### [Task requirements]
Collect every line of the records below that contains the word "light" and copy each such line in full.

### [Input records]
• • • • •

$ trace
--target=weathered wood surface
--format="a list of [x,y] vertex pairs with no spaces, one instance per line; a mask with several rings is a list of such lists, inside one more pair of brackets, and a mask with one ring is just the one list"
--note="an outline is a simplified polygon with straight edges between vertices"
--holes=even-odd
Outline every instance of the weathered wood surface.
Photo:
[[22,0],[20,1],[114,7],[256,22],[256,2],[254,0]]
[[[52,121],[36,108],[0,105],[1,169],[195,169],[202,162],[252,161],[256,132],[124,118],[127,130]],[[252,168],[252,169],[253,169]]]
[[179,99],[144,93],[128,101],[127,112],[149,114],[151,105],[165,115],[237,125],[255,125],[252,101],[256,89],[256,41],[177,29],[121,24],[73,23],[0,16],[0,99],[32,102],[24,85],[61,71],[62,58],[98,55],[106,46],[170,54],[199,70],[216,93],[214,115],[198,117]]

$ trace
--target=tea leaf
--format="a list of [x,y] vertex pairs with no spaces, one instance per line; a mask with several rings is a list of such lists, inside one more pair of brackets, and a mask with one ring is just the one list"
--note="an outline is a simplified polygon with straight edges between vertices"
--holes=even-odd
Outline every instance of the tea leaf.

• • • • •

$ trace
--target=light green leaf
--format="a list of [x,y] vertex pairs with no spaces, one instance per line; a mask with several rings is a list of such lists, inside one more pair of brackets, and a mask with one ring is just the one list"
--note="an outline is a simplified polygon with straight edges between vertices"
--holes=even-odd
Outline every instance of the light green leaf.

• • • • •

### [Written solution]
--target=light green leaf
Outline every instance of the light green leaf.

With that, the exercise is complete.